▶ _TO DO_
Return all lines from the listing below in which the string "sign" occurs.
START RECORD SET
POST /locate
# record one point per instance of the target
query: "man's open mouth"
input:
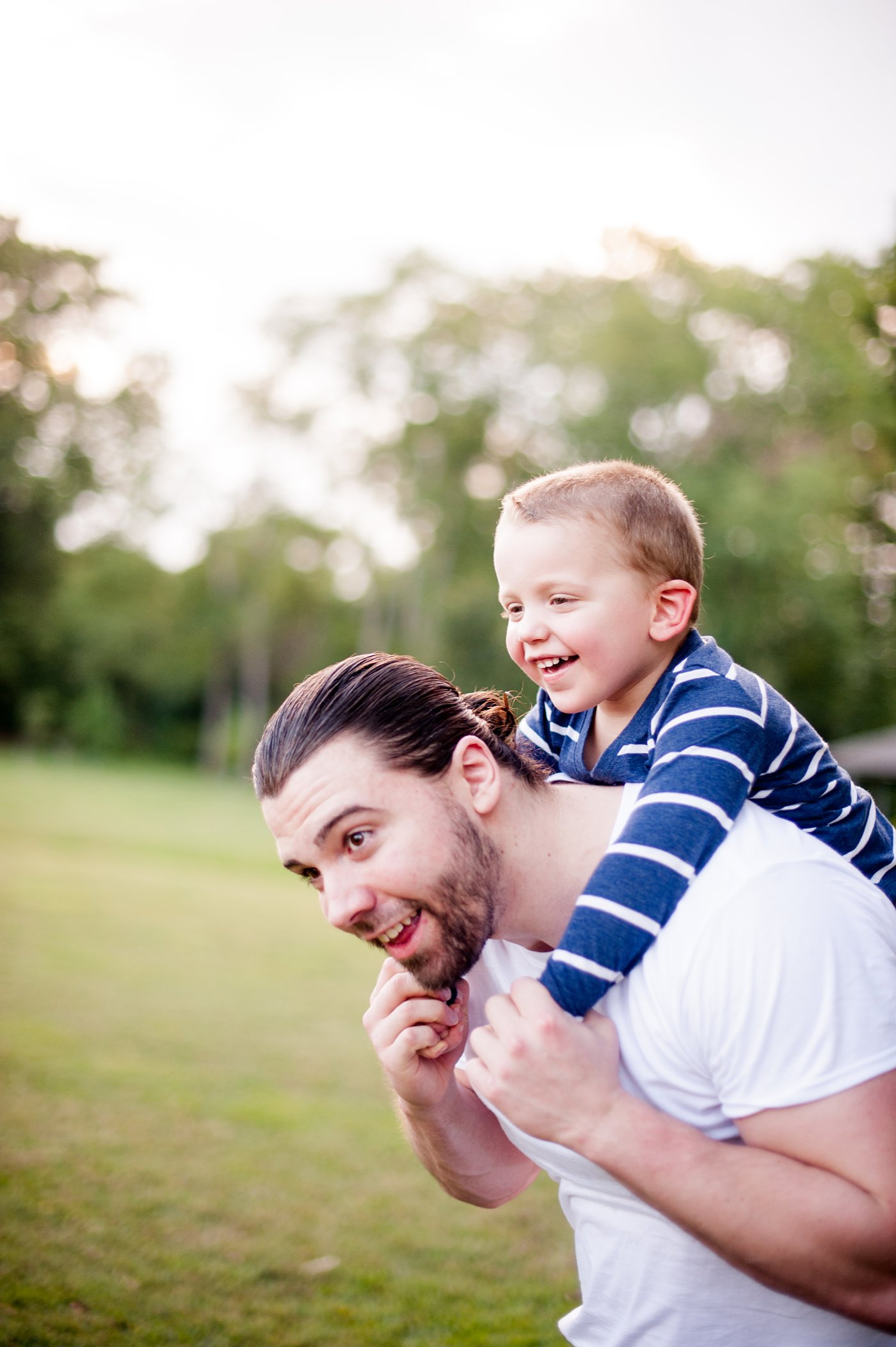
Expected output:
(399, 934)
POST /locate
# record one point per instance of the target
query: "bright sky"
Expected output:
(223, 155)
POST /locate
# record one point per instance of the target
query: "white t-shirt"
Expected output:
(774, 984)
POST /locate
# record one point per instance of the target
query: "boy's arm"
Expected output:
(538, 737)
(710, 742)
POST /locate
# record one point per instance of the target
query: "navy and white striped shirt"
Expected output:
(709, 736)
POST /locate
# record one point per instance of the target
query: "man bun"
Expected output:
(496, 710)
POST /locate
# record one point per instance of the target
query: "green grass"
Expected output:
(190, 1112)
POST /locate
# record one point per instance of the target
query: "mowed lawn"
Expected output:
(197, 1144)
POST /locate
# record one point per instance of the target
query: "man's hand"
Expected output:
(554, 1076)
(417, 1035)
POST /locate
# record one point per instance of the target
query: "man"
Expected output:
(764, 1015)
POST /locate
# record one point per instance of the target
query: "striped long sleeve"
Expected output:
(709, 737)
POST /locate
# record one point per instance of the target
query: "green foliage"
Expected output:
(770, 399)
(190, 1114)
(58, 450)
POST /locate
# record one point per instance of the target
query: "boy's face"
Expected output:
(579, 619)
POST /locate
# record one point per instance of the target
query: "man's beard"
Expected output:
(464, 904)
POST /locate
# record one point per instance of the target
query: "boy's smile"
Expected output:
(580, 620)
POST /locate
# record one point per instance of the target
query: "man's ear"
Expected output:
(674, 607)
(475, 774)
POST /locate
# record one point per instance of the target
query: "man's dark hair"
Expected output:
(408, 712)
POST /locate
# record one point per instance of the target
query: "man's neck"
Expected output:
(553, 841)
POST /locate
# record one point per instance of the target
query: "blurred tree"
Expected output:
(770, 401)
(186, 664)
(58, 452)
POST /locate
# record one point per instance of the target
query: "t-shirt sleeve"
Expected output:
(791, 996)
(709, 749)
(535, 736)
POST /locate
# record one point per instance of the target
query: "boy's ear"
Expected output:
(476, 775)
(674, 607)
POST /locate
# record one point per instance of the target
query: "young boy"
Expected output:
(600, 570)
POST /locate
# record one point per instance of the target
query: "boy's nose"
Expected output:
(530, 628)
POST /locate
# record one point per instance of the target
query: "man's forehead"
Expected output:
(344, 772)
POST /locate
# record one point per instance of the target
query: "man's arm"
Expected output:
(808, 1206)
(418, 1040)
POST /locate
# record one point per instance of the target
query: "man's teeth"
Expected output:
(394, 932)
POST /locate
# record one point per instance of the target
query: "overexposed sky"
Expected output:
(223, 155)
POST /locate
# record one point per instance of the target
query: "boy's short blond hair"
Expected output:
(655, 524)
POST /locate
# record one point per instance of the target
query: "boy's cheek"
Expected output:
(515, 651)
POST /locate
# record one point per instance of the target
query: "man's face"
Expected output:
(394, 857)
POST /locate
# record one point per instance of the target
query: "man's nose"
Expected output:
(347, 904)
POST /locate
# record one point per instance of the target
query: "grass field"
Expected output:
(193, 1125)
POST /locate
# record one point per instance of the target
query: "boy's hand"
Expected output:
(554, 1076)
(417, 1035)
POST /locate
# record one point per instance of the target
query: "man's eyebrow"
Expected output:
(321, 836)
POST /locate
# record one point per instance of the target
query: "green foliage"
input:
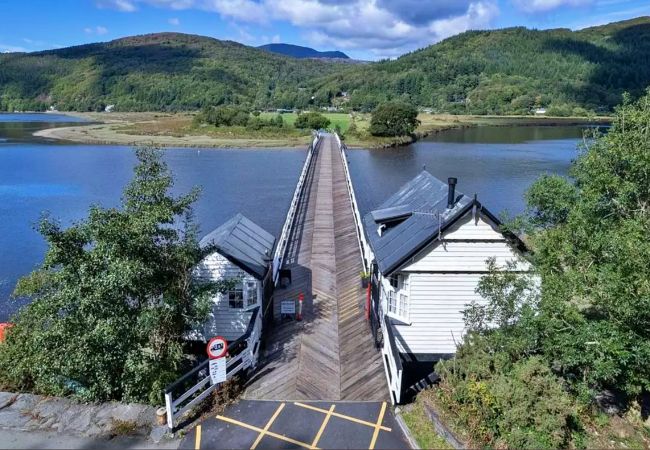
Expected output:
(113, 297)
(531, 357)
(312, 120)
(509, 71)
(394, 119)
(223, 116)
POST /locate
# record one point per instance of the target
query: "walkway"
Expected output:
(290, 425)
(330, 355)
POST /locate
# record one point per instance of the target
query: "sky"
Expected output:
(364, 29)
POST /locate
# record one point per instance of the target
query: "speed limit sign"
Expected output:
(217, 347)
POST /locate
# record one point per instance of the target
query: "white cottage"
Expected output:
(242, 252)
(430, 245)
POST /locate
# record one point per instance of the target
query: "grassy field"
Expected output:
(178, 130)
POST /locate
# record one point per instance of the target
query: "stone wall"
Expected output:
(26, 412)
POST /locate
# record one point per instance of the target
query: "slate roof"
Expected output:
(425, 198)
(244, 243)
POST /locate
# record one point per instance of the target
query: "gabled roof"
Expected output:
(425, 198)
(244, 243)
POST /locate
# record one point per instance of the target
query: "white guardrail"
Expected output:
(283, 240)
(195, 386)
(366, 252)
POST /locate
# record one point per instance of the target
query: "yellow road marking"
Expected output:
(268, 425)
(342, 416)
(267, 433)
(322, 427)
(380, 419)
(197, 438)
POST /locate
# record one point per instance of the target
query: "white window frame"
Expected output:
(249, 285)
(398, 299)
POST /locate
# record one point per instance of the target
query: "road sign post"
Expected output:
(217, 350)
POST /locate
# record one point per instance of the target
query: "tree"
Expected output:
(113, 297)
(394, 119)
(311, 120)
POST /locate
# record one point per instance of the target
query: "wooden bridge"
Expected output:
(330, 354)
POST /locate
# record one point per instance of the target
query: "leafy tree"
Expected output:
(588, 328)
(394, 119)
(311, 120)
(113, 297)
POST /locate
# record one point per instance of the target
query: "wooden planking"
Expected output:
(330, 354)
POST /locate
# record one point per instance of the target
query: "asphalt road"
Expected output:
(289, 425)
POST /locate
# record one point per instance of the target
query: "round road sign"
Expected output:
(217, 347)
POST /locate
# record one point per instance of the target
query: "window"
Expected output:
(251, 293)
(398, 296)
(236, 298)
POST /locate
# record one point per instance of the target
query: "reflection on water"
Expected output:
(497, 163)
(66, 179)
(35, 176)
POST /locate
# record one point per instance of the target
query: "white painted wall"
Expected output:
(437, 297)
(223, 320)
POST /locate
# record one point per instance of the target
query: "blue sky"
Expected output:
(365, 29)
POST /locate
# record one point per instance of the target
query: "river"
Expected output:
(37, 176)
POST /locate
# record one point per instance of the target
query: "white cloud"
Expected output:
(120, 5)
(4, 48)
(98, 30)
(537, 6)
(383, 27)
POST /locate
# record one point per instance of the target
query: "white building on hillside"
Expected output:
(430, 245)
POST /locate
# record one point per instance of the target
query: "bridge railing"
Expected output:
(195, 386)
(366, 252)
(285, 235)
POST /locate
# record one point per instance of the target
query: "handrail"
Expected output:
(283, 240)
(240, 356)
(364, 248)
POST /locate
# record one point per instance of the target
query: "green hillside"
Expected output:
(505, 71)
(510, 71)
(166, 71)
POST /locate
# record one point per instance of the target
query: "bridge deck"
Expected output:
(330, 354)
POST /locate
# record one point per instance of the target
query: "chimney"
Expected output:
(451, 197)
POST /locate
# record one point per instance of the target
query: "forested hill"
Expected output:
(298, 51)
(166, 71)
(513, 70)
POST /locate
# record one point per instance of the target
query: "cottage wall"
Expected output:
(224, 321)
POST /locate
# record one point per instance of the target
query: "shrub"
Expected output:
(311, 120)
(394, 119)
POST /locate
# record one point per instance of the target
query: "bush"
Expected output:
(312, 120)
(394, 119)
(507, 404)
(223, 116)
(112, 299)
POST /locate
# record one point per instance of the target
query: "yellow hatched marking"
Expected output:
(322, 427)
(343, 416)
(380, 419)
(268, 425)
(197, 438)
(267, 433)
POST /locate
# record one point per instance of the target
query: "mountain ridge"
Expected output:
(298, 51)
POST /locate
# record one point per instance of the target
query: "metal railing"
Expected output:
(366, 252)
(195, 386)
(283, 240)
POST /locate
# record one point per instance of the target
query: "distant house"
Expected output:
(430, 245)
(241, 253)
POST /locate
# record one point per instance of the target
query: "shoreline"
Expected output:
(170, 130)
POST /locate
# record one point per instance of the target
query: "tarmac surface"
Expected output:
(252, 424)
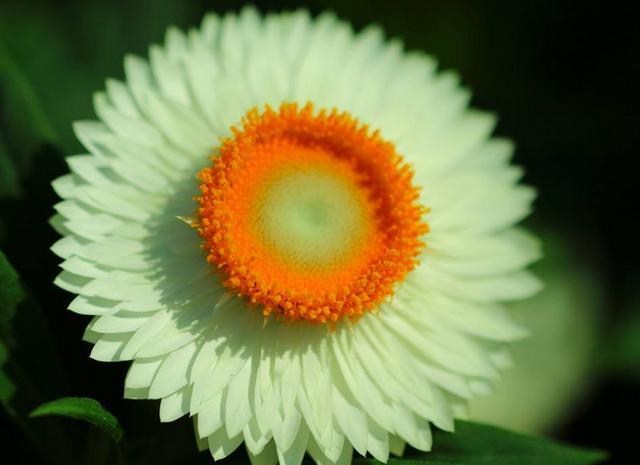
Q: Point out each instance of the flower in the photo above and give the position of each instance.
(564, 322)
(298, 235)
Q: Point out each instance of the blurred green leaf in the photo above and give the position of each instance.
(17, 85)
(82, 408)
(621, 356)
(7, 388)
(29, 370)
(9, 179)
(11, 295)
(477, 444)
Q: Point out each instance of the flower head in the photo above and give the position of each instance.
(298, 235)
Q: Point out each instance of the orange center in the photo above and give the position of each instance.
(309, 215)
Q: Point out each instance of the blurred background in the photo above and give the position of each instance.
(560, 75)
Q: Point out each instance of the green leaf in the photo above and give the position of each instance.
(82, 408)
(15, 80)
(477, 444)
(9, 178)
(11, 294)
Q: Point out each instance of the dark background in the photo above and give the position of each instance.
(561, 76)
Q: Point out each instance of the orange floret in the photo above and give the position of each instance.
(275, 150)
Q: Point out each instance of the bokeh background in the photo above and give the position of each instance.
(561, 75)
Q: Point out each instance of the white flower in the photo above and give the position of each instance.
(394, 336)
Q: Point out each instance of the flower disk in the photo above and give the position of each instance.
(310, 215)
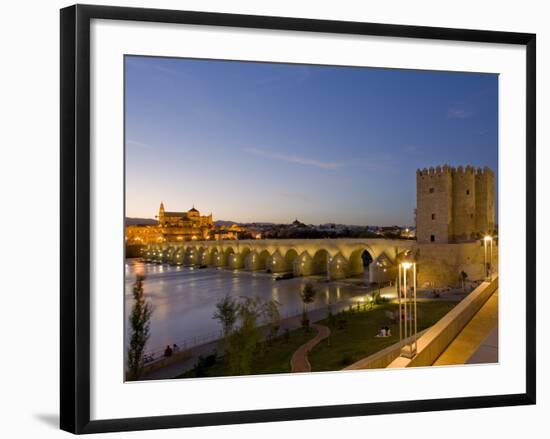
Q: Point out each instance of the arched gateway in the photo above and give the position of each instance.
(335, 258)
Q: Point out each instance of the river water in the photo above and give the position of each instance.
(184, 298)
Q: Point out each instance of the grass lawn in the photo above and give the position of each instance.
(357, 339)
(275, 357)
(354, 341)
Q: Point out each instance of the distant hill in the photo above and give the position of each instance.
(141, 222)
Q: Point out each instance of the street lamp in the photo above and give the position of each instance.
(488, 265)
(406, 288)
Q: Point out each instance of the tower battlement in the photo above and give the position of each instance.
(454, 204)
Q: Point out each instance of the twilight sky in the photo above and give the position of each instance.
(274, 142)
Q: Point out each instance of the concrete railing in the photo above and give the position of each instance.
(436, 339)
(380, 359)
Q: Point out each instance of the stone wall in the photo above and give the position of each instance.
(434, 188)
(440, 264)
(434, 341)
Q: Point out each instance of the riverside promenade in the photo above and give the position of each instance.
(177, 368)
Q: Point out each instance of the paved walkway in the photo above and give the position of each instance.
(299, 361)
(478, 341)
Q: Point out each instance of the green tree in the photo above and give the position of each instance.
(307, 295)
(243, 340)
(140, 318)
(226, 313)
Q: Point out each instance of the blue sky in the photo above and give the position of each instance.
(274, 142)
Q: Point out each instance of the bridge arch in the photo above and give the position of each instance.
(360, 260)
(338, 267)
(256, 260)
(320, 261)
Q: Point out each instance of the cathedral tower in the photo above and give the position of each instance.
(161, 214)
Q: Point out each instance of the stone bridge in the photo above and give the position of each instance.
(333, 258)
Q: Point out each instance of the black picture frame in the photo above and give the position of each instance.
(75, 217)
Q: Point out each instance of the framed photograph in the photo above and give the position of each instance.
(268, 218)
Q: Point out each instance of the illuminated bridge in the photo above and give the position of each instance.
(334, 258)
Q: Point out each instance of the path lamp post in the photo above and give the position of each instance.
(489, 263)
(407, 308)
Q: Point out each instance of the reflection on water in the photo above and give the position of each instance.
(184, 298)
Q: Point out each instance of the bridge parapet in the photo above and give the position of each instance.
(337, 258)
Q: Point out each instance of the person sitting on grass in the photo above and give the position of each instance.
(168, 351)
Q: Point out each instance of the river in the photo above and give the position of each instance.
(184, 298)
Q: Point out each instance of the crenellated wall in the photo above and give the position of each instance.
(454, 204)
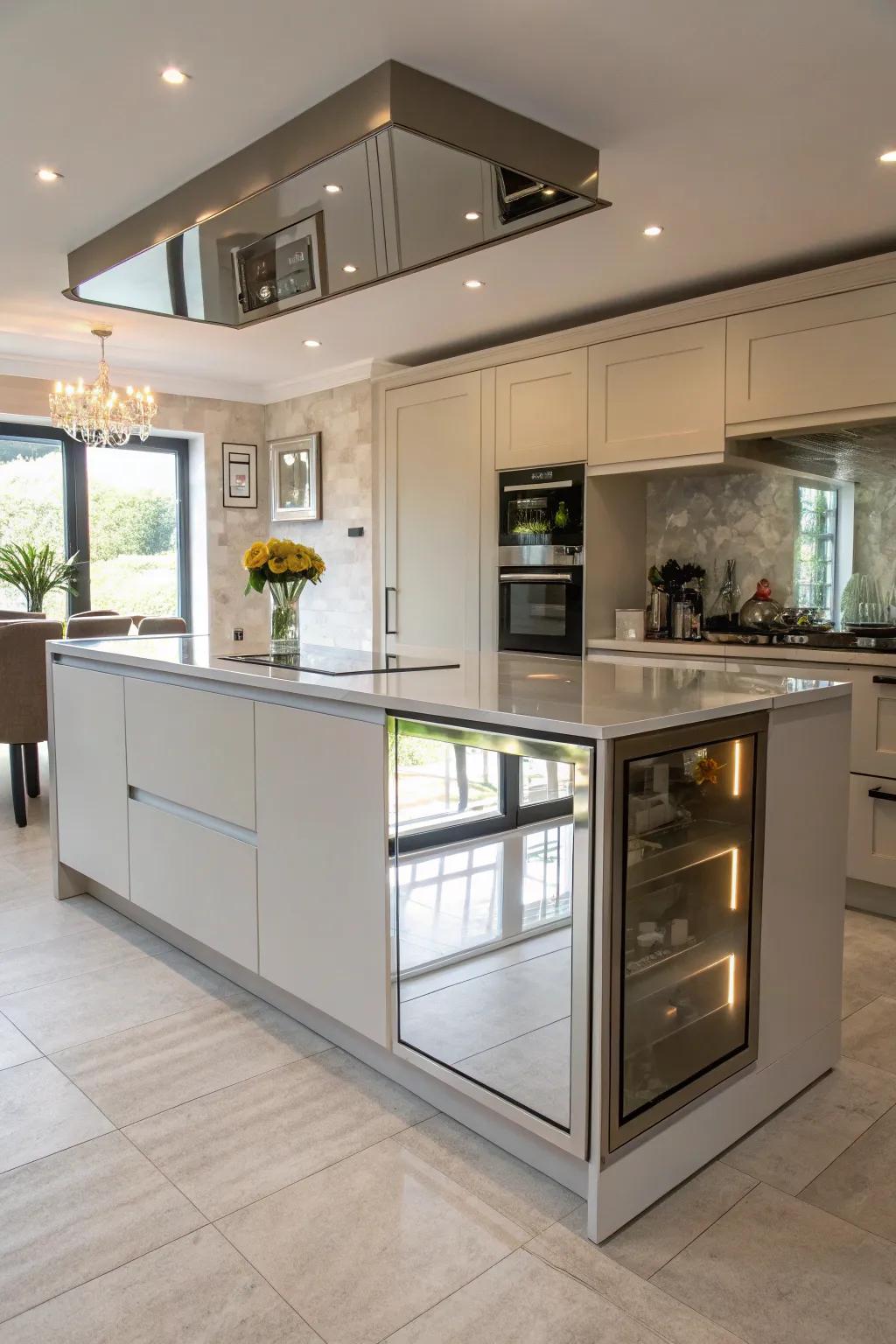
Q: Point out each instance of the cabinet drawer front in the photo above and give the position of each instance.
(873, 722)
(542, 410)
(872, 831)
(89, 765)
(193, 747)
(821, 355)
(196, 879)
(657, 396)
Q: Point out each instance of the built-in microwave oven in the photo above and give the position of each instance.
(542, 559)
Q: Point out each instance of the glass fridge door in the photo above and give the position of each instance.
(491, 913)
(685, 938)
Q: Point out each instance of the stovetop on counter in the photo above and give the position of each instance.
(333, 662)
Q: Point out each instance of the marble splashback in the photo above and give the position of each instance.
(745, 516)
(340, 609)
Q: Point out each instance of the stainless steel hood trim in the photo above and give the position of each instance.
(391, 94)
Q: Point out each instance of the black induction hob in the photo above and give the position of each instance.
(331, 662)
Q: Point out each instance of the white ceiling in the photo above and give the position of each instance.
(748, 130)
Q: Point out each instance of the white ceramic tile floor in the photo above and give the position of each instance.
(396, 1223)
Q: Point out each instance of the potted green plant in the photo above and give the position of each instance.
(37, 570)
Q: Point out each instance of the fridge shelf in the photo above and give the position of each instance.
(705, 840)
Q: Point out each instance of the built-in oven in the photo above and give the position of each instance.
(542, 559)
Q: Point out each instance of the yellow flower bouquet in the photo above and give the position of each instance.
(285, 567)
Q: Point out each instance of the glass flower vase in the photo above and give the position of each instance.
(284, 617)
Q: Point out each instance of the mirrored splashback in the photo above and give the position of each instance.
(256, 238)
(491, 910)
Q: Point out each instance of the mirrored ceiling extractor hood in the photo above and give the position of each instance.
(394, 172)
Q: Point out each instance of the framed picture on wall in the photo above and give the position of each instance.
(241, 474)
(296, 479)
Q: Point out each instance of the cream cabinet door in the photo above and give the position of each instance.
(872, 830)
(90, 774)
(542, 410)
(655, 396)
(873, 722)
(323, 864)
(833, 354)
(433, 484)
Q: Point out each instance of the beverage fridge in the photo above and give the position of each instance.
(684, 934)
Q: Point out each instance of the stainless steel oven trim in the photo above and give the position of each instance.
(535, 577)
(539, 486)
(575, 1138)
(543, 556)
(615, 1136)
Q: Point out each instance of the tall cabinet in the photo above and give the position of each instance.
(433, 506)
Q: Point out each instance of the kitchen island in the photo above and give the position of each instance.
(592, 910)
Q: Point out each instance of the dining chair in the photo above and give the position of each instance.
(23, 704)
(95, 626)
(161, 626)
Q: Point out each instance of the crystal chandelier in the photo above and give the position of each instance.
(98, 416)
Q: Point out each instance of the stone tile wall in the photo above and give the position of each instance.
(340, 609)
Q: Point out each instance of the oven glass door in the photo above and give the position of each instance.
(542, 611)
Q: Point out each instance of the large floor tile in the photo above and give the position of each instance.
(248, 1140)
(861, 1184)
(160, 1065)
(871, 1033)
(14, 1047)
(30, 922)
(75, 955)
(80, 1213)
(532, 1068)
(367, 1245)
(870, 957)
(42, 1112)
(196, 1291)
(777, 1269)
(476, 1015)
(85, 1007)
(524, 1301)
(654, 1238)
(567, 1246)
(798, 1141)
(512, 1187)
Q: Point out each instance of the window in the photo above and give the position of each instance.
(122, 509)
(816, 549)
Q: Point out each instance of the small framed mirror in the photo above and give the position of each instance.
(296, 479)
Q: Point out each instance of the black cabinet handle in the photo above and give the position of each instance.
(389, 626)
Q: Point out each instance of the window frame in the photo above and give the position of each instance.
(828, 488)
(75, 508)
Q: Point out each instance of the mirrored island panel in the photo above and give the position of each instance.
(685, 945)
(491, 910)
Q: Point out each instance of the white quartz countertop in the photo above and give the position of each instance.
(597, 697)
(760, 652)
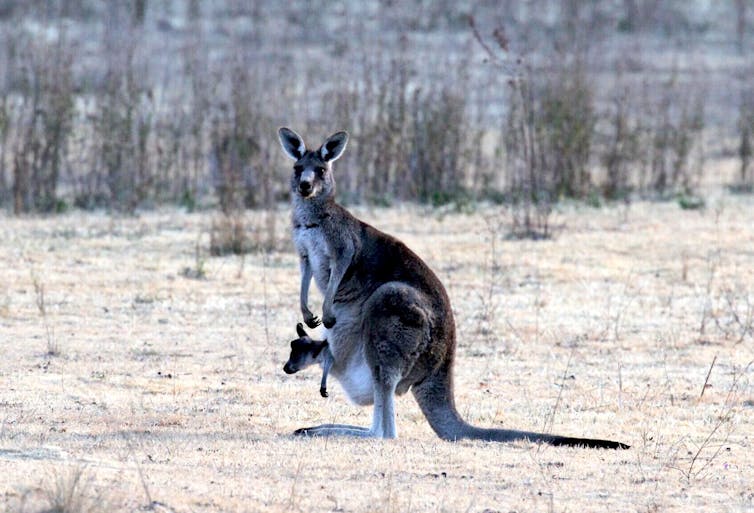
END RECORD SET
▶ _EXPECTED ANSWER_
query: "speed limit sign"
query: "road sign post"
query: "round road sign"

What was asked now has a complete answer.